-------- Data records

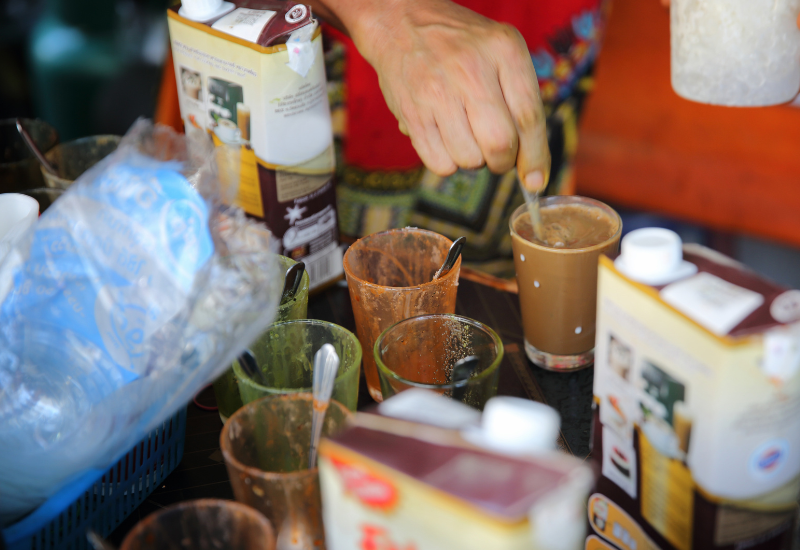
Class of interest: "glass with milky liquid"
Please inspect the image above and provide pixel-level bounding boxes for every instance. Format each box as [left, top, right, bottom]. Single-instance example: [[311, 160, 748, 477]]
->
[[670, 0, 800, 106], [510, 196, 622, 371]]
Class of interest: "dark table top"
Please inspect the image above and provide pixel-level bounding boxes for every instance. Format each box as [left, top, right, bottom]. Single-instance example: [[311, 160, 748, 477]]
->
[[109, 278, 594, 546]]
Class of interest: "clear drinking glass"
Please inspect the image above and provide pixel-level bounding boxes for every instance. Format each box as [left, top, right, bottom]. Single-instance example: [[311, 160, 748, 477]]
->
[[233, 319, 361, 411], [510, 195, 622, 371], [373, 314, 503, 410], [120, 499, 275, 550], [220, 393, 351, 550], [344, 227, 461, 402], [214, 256, 308, 424]]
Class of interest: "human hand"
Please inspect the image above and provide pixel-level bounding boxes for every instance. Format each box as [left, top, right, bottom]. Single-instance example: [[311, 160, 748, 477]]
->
[[343, 0, 550, 192]]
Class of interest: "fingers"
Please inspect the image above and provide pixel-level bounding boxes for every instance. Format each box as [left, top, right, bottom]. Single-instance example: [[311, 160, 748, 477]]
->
[[466, 75, 519, 174], [435, 99, 484, 168], [401, 107, 458, 177], [498, 26, 550, 193]]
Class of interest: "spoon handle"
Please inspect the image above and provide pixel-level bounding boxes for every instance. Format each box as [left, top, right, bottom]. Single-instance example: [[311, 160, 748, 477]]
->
[[308, 408, 328, 470], [16, 119, 58, 176], [433, 237, 467, 281]]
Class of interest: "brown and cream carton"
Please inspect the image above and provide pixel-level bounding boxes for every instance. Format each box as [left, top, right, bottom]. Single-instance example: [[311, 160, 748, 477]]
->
[[319, 390, 594, 550], [586, 229, 800, 550], [167, 0, 343, 288]]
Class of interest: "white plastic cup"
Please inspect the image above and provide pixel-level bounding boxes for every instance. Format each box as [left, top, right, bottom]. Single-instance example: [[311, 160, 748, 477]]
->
[[670, 0, 800, 107]]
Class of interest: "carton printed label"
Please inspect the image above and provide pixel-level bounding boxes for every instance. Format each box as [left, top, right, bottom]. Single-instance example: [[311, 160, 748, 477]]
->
[[584, 535, 617, 550], [769, 290, 800, 323], [639, 432, 694, 550], [359, 525, 417, 550], [168, 9, 343, 289], [587, 493, 660, 550], [211, 8, 275, 43], [661, 273, 764, 336], [275, 170, 330, 202], [329, 457, 398, 512], [603, 427, 637, 498]]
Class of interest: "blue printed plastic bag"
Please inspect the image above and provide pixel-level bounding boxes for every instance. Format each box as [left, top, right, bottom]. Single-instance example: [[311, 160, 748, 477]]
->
[[0, 122, 282, 523]]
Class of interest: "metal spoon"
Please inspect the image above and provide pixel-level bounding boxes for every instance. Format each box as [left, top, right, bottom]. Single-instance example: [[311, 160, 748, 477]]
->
[[16, 119, 58, 176], [433, 237, 467, 281], [238, 349, 269, 386], [308, 344, 339, 469], [520, 185, 544, 242], [281, 262, 306, 304], [86, 529, 117, 550], [450, 355, 480, 401]]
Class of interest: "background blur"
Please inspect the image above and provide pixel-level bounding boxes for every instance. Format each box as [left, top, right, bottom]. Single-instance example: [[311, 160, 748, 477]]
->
[[6, 0, 800, 287], [0, 0, 169, 142]]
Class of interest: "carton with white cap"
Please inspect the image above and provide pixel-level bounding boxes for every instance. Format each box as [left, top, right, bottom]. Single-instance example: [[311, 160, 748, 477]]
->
[[167, 0, 343, 288], [319, 390, 593, 550], [586, 228, 800, 550]]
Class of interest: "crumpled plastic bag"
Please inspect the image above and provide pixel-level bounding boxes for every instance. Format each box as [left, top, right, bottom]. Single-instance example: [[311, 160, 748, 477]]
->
[[0, 121, 282, 524]]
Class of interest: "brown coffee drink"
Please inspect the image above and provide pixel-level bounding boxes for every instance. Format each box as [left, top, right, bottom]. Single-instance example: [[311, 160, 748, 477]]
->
[[511, 196, 622, 370]]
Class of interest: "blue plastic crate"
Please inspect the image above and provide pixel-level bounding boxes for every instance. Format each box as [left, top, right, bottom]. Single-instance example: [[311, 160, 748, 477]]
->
[[3, 408, 186, 550]]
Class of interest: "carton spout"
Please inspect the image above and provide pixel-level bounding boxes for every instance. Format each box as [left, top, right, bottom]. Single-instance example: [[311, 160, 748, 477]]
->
[[178, 0, 236, 23]]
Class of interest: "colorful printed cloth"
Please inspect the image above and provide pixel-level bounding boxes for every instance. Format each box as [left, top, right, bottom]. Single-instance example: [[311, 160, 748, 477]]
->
[[326, 0, 605, 276]]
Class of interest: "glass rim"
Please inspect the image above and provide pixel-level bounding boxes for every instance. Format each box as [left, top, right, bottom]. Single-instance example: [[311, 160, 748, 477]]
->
[[372, 313, 505, 390], [219, 392, 353, 480], [342, 227, 462, 292], [508, 195, 622, 254], [231, 319, 364, 394]]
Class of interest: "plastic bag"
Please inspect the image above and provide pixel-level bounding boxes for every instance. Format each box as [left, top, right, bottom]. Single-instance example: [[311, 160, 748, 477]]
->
[[0, 121, 282, 523]]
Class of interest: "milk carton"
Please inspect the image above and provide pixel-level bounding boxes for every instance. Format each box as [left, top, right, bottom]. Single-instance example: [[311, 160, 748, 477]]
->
[[586, 229, 800, 550], [319, 390, 593, 550], [167, 0, 343, 288]]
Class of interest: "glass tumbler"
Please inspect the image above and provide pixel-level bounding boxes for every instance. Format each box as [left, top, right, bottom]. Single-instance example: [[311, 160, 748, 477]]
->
[[233, 319, 361, 411], [220, 393, 351, 550], [344, 227, 461, 402], [214, 256, 308, 424], [373, 314, 503, 410]]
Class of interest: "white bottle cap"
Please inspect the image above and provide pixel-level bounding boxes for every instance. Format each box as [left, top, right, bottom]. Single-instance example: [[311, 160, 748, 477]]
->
[[615, 227, 697, 285], [178, 0, 236, 23], [462, 396, 561, 455]]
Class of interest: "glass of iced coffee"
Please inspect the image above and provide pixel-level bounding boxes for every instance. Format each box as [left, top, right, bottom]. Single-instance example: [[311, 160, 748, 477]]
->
[[510, 196, 622, 371]]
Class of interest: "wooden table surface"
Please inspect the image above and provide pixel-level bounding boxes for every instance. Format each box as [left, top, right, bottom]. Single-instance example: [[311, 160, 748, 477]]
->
[[109, 277, 593, 546]]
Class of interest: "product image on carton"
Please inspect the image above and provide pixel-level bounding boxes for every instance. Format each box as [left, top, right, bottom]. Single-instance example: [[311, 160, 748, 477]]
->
[[319, 389, 594, 550], [168, 0, 343, 289], [586, 230, 800, 550]]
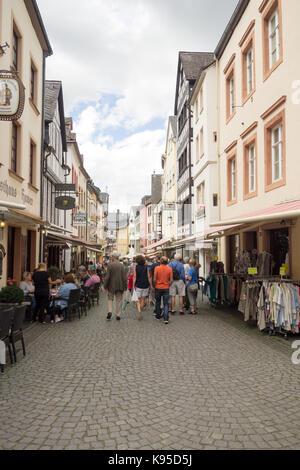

----------------

_Exercise instructions_
Please duplicate everything from the start of the entries down to and including the line that contains "[[343, 0, 550, 192]]", changing nothing. Leave the pictures out of your copy.

_The completed task_
Class of interest: "glass with milky liquid"
Please inspect the image above and provide pixel-level bounding boxes for every instance. Format each box as [left, top, right, bottom]. Single-instance example: [[311, 160, 748, 477]]
->
[[670, 0, 800, 106], [510, 196, 622, 371]]
Class of interest: "dark table top"
Please inspect the image above and provide pixel-level bounding boxes for every instance. Format each box as [left, top, right, bottom]. Single-instance example: [[311, 160, 748, 477]]
->
[[109, 278, 594, 546]]
Class of interest: "clear drinking glass"
Please inspect the image above and provide pixel-level bounding boxes for every instance. Format each box as [left, top, right, bottom]. Single-instance example: [[311, 160, 748, 477]]
->
[[233, 319, 361, 411], [510, 195, 622, 371], [373, 314, 503, 410], [120, 499, 275, 550], [220, 393, 351, 550], [344, 227, 461, 402], [214, 256, 308, 424]]
Class of interest: "human hand"
Please inspect the image above and provide pixel-level bounding boxes for every instance. Format each box as [left, top, right, bottom]. Single-instance example: [[311, 160, 748, 477]]
->
[[343, 0, 550, 192]]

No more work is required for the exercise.